Required tasks →
1. Rewrite the passage on Norman Raeben between "Fabio Fantuzzi explores" and "music, and theater.", inclusive, substituting "teacher" for "mentor".
2. Extend the passage about Norman Raeben with the next part, picking up after its last sentence.

Text under study →

Bob Dylan once said that Norman Raeben “put my mind and my hand and my eye together, in a way that allowed me to do consciously what I unconsciously felt… [He] didn’t teach you so much how to draw … he looked into you and told you what you were.” From late March to August 1974, Dylan made the daily journey uptown to Raeben’s eleventh-floor studio above Carnegie Hall, developing a visual approach to writing that shaped seminal albums like Blood on the Tracks, Desire, and Street Legal. Reflecting on that creative period in a 1991 interview, Dylan added: “That was my painting period… that’s like taking a brush and painting those songs onto a canvas.”
Fabio Fantuzzi explores the work and influence of Norman Raeben (1901–1978), a remarkable yet long-overlooked figure in 20th-century art. The youngest son of Sholem Aleichem—whose short stories Tevye’s Daughters were the basis for Fiddler on the Roof—Raeben was a mentor to hundreds of artists, including Stella Adler and Bob Dylan, and left a quiet but enduring mark on American visual culture, music, and theater.

Records provided →
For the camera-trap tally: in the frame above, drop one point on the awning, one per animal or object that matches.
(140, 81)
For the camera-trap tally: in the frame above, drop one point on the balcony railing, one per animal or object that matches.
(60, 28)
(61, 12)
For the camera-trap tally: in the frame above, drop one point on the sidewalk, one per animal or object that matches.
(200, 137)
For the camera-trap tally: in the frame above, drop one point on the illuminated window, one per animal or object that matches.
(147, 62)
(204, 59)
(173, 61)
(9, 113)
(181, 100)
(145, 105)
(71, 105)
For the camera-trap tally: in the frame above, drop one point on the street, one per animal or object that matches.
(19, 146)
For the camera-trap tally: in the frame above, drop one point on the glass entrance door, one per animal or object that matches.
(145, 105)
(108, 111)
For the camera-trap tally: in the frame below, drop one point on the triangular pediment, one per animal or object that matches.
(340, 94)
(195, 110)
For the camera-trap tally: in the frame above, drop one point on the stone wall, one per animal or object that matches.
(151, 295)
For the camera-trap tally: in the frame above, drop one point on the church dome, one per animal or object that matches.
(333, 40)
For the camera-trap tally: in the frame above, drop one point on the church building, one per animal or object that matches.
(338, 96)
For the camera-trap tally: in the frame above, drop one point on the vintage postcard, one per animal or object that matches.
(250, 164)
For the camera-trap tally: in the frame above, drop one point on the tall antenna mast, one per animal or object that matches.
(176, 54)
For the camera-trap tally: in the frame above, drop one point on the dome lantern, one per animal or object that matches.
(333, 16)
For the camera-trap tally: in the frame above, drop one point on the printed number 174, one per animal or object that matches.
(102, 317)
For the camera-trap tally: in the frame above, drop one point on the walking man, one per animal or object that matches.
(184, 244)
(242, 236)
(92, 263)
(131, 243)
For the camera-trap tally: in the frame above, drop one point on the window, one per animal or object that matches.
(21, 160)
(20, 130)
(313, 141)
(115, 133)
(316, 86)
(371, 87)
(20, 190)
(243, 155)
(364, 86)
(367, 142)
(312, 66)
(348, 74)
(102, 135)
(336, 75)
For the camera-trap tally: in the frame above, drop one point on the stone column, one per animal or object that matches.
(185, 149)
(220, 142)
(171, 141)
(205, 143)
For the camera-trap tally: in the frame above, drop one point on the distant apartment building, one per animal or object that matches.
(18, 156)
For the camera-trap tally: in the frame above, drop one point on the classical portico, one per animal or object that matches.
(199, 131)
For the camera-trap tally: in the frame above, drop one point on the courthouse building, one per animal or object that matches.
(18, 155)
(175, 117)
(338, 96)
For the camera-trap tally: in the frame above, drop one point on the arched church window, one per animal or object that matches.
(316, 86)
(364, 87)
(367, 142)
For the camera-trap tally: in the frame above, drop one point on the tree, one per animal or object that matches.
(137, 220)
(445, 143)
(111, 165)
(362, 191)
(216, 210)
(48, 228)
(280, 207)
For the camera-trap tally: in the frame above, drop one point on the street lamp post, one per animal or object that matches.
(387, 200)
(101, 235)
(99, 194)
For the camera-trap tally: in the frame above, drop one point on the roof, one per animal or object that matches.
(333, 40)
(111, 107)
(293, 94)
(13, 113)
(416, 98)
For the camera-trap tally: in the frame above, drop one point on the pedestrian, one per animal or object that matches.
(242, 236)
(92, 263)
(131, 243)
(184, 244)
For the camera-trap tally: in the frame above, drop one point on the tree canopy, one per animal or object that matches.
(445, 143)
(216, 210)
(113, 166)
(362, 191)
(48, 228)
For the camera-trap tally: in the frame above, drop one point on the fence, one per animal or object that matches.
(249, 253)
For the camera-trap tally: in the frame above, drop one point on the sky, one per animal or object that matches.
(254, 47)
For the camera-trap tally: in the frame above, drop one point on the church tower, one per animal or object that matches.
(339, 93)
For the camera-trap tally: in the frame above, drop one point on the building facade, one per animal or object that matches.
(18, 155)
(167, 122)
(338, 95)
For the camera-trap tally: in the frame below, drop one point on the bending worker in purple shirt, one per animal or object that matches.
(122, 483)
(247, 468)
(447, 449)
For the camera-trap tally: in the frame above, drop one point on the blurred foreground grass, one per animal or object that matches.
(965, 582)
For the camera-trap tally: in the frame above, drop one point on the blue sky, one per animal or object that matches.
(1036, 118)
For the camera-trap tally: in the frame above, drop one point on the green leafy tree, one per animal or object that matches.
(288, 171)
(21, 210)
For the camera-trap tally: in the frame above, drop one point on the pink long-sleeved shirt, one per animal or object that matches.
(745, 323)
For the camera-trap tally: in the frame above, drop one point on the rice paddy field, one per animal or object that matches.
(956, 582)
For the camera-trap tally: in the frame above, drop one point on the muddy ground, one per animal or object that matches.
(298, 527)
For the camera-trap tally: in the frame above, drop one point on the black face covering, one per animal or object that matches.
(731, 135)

Expected results →
1.
Fabio Fantuzzi explores the work and influence of Norman Raeben (1901–1978), a remarkable yet long-overlooked figure in 20th-century art. The youngest son of Sholem Aleichem—whose short stories Tevye’s Daughters were the basis for Fiddler on the Roof—Raeben was a teacher to hundreds of artists, including Stella Adler and Bob Dylan, and left a quiet but enduring mark on American visual culture, music, and theater.

2.
After fleeing the Russian pogroms, he settled in Paris and New York, immersing himself in two key artistic environments. Drawing on influences from the School of Paris—Soutine, Chagall, Bissière, Matisse—and from the artistic circles of the Ashcan School and the Art Students League, Raeben developed an original style and a singular teaching method that fused painting with storytelling, memory, and identity.
Based on the findings of the Marie Skłodowska-Curie project POYESIS, this presentation retraces Raeben’s artistic journey, introduces the newly created Raeben Archive, and reflects on his influence on Dylan’s mid-1970s work, including the film Renaldo and Clara. The lecture will also feature a wide selection of unpublished materials—from recovered paintings and archival photographs to lesson notes and correspondence—many presented publicly for the first time.
Finally, it offers a glimpse into Norman Raeben: The Wandering Painting, the first major retrospective of his work, held at the Jewish Museum in Venice (24 November 2024 – 9 March 2025).
This talk is co-presented by The Village Trip and the Renee & Chaim Gross Foundation. The Foundation preserves and interprets the historic home, studio, and art collections of 20th-century sculptor Chaim Gross and his wife Renee.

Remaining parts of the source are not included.